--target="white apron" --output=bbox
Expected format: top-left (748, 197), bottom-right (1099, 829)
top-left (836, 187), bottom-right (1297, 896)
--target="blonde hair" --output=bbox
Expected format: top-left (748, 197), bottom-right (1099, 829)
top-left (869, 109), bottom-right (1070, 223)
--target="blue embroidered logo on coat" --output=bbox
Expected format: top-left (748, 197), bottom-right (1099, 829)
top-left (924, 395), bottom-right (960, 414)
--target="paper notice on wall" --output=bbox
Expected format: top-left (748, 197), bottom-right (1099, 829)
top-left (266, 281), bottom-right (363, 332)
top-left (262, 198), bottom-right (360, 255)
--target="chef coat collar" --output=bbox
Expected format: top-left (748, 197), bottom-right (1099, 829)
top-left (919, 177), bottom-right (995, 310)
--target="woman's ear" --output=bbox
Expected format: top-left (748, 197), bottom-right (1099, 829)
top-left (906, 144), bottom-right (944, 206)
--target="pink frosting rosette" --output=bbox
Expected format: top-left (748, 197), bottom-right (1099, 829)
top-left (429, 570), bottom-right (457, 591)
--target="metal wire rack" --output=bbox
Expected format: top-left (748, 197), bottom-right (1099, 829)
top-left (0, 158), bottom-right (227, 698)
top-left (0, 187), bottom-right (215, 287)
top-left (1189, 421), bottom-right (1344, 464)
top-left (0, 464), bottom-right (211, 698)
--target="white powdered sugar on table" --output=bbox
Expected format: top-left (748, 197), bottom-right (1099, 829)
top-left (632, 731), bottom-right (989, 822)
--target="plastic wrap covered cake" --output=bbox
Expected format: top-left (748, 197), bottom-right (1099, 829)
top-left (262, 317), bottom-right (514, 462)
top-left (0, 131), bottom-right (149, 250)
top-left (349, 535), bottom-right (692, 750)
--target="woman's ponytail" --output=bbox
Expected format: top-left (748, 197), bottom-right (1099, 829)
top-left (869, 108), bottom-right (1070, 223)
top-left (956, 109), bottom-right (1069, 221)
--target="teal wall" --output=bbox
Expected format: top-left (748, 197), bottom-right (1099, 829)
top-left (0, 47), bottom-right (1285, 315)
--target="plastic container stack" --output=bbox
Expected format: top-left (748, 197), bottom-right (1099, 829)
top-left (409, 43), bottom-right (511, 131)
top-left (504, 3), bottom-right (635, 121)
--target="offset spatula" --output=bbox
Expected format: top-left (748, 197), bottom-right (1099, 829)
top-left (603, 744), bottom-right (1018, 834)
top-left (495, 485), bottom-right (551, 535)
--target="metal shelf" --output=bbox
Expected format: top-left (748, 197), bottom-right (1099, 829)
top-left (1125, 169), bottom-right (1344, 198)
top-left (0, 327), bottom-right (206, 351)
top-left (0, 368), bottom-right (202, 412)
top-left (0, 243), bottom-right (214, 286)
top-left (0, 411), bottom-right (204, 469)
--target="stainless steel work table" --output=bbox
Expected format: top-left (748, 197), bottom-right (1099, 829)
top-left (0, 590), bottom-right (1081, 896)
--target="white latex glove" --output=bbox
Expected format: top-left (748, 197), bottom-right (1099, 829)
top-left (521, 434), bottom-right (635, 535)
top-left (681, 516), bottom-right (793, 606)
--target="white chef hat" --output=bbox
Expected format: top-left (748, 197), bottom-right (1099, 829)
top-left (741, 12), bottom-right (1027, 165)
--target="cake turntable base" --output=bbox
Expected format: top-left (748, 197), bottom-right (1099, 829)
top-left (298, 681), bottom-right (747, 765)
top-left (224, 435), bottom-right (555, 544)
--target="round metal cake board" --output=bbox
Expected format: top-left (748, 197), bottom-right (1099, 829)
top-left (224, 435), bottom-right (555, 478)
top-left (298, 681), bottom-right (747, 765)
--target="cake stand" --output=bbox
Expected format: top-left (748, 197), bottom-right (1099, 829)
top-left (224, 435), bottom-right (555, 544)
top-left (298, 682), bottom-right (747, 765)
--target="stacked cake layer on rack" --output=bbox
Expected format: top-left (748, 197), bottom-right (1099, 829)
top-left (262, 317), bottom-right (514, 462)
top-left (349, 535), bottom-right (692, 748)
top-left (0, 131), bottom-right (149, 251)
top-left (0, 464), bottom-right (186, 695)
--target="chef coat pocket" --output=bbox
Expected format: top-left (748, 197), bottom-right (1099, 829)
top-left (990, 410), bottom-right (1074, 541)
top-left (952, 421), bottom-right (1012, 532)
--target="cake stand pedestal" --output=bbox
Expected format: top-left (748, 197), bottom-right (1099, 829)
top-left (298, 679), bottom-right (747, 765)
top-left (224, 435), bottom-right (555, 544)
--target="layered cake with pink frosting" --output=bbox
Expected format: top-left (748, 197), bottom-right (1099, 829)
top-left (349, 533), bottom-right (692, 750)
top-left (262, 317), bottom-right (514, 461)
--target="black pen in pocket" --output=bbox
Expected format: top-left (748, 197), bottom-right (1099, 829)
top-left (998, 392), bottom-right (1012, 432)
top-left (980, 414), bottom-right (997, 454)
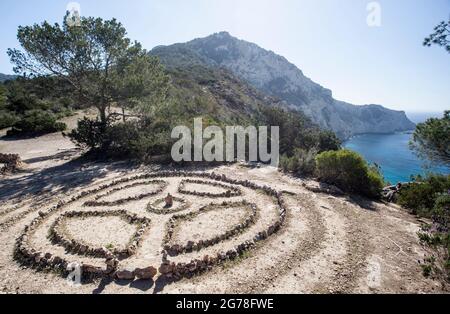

──────────

GIVEN EXERCISE
Extract every line from the rows above that contains the word "rack", matching case exactly.

EXPECTED ANSWER
--target="metal wire rack" --output=bbox
--target="stacked cake layer on rack" --output=bbox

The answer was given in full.